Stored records
□ □ □ □ □

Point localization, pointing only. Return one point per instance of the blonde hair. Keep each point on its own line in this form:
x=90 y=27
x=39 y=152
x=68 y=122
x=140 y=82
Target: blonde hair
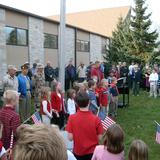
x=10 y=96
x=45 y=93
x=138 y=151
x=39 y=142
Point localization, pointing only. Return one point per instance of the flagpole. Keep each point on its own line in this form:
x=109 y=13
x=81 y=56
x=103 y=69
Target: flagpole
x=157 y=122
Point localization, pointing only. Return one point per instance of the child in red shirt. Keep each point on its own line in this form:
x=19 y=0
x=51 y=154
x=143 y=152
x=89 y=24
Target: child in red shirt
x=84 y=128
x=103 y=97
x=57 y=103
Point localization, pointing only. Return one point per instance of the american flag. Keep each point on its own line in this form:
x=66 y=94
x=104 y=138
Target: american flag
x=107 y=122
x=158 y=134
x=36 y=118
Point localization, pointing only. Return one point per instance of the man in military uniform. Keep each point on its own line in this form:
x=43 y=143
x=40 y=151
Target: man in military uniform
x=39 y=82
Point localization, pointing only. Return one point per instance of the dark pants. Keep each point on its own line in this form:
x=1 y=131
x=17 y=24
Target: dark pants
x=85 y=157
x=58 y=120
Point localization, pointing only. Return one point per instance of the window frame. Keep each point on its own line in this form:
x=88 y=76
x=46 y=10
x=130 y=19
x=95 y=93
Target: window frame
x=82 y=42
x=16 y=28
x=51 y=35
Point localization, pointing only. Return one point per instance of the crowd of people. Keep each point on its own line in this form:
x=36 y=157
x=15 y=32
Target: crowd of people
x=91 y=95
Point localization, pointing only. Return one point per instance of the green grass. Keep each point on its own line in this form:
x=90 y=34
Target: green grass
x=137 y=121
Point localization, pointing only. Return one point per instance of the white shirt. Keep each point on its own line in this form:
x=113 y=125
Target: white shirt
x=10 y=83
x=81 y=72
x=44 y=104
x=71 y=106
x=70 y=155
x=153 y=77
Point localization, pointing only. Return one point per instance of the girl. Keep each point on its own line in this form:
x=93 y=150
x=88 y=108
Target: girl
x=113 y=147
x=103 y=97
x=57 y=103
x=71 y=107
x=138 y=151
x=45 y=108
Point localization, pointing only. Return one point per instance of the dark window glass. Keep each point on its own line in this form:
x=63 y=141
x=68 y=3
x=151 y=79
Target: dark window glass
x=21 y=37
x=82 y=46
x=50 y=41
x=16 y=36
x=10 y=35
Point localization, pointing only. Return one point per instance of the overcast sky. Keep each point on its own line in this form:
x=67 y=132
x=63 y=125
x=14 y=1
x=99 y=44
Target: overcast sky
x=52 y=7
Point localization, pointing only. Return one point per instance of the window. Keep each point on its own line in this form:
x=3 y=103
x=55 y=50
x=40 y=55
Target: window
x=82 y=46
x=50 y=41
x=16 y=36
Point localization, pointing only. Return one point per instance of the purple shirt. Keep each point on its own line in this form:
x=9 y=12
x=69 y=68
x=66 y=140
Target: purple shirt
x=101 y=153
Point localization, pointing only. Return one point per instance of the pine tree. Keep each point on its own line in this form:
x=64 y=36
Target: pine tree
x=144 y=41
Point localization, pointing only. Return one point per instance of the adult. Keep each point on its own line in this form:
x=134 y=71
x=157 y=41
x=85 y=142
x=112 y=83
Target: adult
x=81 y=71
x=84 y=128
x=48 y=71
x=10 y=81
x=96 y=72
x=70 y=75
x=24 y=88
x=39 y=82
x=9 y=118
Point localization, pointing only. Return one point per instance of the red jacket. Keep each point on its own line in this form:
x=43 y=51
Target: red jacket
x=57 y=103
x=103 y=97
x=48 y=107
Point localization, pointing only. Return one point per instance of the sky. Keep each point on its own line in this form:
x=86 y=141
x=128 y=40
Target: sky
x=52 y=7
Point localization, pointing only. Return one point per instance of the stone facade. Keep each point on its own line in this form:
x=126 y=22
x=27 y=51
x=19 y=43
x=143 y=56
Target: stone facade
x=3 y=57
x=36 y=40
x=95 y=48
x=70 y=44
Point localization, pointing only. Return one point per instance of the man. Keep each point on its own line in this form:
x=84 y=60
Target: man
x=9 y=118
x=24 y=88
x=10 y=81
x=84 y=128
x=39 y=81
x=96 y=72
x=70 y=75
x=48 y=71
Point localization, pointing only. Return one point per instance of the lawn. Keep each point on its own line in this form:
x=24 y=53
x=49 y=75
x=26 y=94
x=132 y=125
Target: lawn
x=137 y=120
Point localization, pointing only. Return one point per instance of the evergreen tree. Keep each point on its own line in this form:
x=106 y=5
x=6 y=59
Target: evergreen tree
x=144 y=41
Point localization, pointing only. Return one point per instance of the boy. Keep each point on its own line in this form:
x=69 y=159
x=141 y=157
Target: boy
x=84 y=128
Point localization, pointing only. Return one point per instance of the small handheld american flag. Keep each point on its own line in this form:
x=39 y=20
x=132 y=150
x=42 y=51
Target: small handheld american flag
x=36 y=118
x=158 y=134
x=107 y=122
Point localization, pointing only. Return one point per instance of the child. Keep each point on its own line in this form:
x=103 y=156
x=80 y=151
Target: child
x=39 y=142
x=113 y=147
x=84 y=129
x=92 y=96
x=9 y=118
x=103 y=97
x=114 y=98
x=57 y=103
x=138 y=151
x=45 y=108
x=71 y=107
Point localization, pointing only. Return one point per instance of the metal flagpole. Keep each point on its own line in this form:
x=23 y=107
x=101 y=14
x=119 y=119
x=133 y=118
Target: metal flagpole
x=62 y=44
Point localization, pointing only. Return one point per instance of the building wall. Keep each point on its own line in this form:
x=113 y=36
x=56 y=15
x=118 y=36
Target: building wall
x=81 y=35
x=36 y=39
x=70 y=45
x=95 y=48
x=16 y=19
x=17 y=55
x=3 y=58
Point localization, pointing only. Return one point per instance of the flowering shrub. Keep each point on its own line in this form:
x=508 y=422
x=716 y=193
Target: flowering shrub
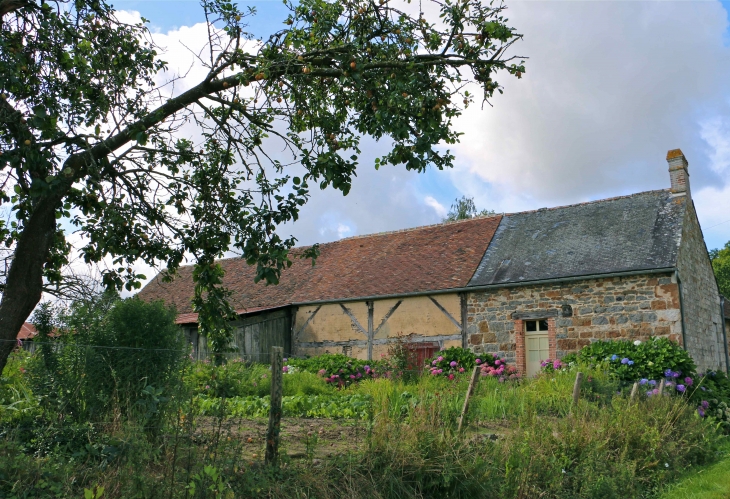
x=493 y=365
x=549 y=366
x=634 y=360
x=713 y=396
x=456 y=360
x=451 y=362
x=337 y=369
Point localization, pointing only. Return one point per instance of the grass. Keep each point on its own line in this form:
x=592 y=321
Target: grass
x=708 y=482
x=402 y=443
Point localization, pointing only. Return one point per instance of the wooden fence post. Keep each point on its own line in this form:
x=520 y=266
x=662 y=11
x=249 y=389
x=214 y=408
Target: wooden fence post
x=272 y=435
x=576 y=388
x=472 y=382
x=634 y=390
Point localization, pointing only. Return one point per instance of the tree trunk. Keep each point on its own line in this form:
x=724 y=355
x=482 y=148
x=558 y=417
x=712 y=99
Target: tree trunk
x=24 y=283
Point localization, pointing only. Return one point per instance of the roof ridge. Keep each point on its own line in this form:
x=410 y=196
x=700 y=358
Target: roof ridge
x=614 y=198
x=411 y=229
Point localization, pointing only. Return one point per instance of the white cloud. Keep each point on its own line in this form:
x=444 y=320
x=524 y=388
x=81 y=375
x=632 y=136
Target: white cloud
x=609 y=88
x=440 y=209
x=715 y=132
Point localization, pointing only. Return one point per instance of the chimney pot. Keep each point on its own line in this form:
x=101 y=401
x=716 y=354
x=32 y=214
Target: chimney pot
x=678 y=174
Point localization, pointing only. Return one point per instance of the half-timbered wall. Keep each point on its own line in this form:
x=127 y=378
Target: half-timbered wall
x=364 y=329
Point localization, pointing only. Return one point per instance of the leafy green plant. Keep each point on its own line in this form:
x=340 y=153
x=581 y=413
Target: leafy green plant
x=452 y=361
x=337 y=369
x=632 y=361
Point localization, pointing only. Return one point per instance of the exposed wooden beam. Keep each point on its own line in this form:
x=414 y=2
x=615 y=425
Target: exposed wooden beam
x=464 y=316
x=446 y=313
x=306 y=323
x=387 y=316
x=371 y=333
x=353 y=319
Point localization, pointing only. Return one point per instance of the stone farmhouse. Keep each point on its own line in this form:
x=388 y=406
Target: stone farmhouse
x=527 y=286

□ □ □ □ □

## EXERCISE INSTRUCTIONS
Rewrite the stretch from the line containing "of the roof" through the line containing "x=715 y=132", putting "gray cloud" wherever "white cloud" appears and changing nothing else.

## WRITTEN ANSWER
Point localization, pointing only. Return one point per instance of the roof ridge. Keep each point on its own line in this form:
x=410 y=196
x=700 y=358
Target: roof ridge
x=614 y=198
x=411 y=229
Point localization, pointing only. Return one point per instance of the gray cloud. Keep each point on its own line in this form:
x=444 y=320
x=524 y=388
x=81 y=375
x=632 y=136
Target: gray cloud
x=609 y=88
x=440 y=209
x=715 y=132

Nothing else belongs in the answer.